> WHAT THE EXERCISE ASKS
Count the lines in the records below that contain the string "alloy", and give only that number.
--------------------------------------------------
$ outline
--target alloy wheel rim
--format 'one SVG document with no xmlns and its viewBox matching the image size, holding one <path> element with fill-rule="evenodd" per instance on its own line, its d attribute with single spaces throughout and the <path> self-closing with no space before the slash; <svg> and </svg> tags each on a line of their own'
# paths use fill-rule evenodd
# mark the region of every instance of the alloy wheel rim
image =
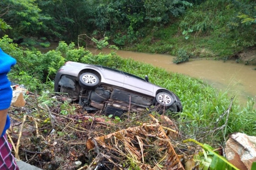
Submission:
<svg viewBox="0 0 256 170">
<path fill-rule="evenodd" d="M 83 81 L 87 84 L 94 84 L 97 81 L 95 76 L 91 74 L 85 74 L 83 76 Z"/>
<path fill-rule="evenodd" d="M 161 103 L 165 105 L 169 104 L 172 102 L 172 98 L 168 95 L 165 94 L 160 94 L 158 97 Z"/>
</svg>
--------------------------------------------------
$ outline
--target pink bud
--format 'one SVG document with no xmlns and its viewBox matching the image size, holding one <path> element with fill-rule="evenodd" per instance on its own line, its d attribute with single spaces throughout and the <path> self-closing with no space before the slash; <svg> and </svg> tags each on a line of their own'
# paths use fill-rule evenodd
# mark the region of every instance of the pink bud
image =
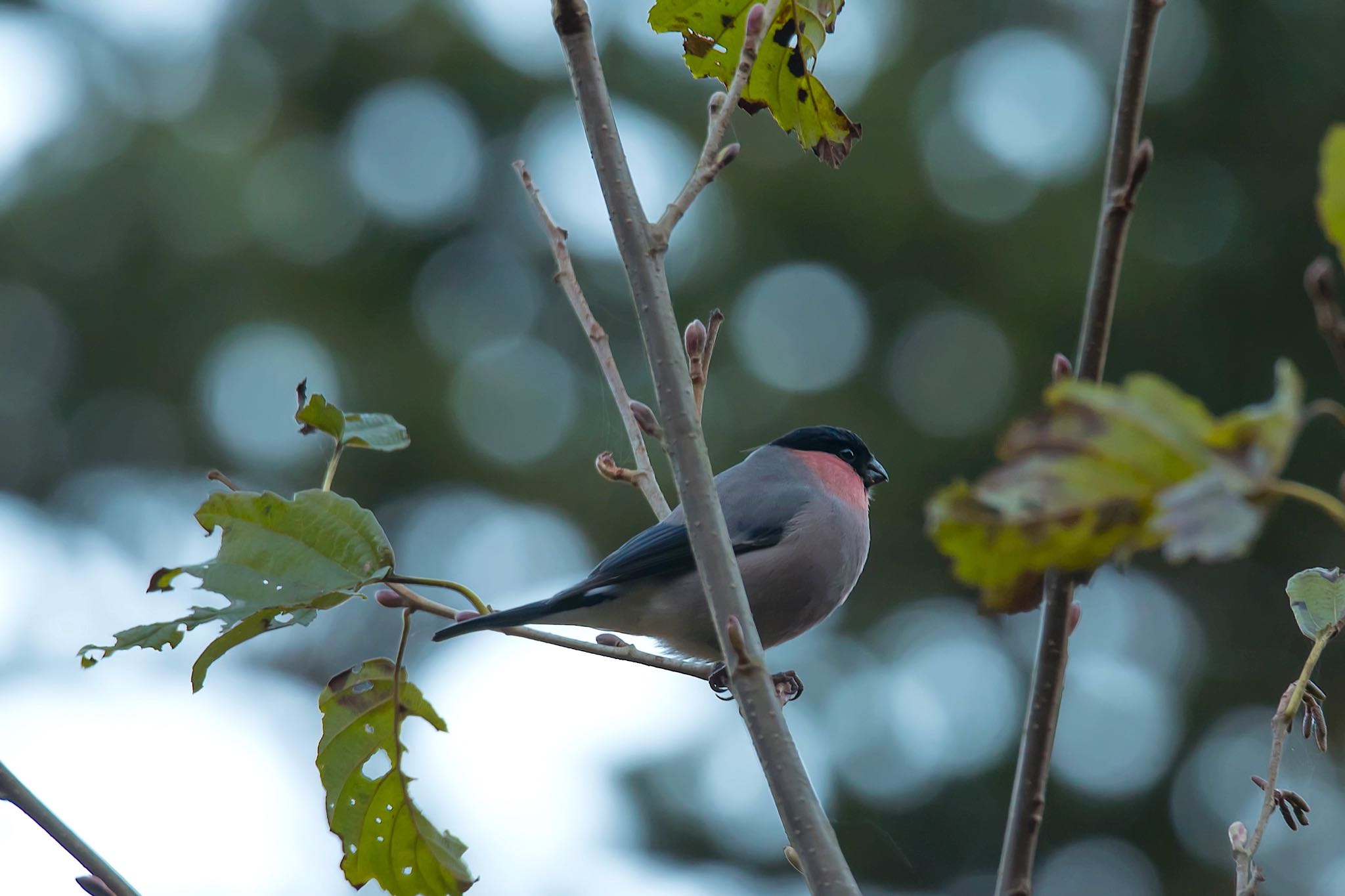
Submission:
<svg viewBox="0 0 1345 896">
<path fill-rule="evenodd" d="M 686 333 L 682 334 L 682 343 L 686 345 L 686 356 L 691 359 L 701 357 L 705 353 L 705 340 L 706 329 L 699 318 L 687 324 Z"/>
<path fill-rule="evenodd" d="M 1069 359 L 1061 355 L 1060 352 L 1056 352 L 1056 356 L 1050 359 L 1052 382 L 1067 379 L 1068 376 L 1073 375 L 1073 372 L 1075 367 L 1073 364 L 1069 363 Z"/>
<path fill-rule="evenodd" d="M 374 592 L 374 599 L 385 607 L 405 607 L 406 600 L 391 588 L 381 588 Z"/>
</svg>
--------------------------------------------------
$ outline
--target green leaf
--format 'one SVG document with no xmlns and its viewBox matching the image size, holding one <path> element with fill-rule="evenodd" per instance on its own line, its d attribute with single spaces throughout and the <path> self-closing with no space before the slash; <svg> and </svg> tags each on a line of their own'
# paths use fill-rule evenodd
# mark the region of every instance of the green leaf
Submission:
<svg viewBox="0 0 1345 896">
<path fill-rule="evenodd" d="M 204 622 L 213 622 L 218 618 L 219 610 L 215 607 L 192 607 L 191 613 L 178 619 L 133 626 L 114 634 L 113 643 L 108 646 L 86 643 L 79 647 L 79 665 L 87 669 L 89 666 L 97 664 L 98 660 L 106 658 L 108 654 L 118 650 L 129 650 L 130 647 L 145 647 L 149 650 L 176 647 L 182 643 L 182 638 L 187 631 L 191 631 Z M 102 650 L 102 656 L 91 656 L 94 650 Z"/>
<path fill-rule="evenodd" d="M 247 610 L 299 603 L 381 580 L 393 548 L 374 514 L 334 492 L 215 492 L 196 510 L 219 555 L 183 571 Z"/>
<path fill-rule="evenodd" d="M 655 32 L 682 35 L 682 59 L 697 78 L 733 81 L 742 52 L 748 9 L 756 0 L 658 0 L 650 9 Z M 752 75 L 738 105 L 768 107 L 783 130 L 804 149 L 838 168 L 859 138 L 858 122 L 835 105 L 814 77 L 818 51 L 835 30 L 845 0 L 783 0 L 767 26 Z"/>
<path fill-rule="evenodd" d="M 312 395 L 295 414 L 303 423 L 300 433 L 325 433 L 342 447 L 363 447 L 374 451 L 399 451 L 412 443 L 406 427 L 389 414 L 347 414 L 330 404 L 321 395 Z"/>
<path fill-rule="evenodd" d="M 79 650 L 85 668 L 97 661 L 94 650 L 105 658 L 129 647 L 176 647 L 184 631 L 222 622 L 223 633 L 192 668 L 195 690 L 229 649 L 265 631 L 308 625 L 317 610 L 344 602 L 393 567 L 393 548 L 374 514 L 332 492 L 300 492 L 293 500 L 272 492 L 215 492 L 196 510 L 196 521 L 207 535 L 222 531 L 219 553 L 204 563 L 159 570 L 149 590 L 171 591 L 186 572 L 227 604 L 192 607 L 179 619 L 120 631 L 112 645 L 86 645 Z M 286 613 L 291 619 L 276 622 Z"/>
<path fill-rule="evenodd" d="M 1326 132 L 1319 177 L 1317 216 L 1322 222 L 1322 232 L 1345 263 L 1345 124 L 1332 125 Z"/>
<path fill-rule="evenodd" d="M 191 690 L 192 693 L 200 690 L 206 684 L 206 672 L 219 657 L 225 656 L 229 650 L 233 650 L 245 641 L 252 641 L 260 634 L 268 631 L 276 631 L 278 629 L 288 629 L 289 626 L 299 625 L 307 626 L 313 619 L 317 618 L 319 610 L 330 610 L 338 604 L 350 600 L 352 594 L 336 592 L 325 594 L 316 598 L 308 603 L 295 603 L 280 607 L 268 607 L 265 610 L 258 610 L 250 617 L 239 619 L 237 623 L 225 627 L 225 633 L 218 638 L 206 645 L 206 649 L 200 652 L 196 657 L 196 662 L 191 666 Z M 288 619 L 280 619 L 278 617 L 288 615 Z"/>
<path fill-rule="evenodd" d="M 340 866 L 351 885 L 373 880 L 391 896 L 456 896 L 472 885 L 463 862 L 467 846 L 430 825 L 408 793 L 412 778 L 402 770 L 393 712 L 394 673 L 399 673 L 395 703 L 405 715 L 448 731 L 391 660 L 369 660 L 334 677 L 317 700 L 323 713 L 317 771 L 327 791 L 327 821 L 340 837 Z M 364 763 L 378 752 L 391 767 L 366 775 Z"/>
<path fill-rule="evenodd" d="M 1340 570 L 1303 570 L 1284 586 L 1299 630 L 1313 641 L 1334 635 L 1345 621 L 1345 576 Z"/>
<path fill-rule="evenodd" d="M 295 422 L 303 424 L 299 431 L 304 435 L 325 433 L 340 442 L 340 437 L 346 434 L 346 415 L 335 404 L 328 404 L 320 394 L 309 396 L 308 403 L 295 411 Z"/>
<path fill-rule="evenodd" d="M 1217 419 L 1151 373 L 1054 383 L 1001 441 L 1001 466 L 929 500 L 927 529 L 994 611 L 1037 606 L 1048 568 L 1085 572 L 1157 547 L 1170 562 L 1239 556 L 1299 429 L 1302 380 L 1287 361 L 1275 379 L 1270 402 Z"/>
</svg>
--------------------------------------------------
> RESULT OF THIS TASK
2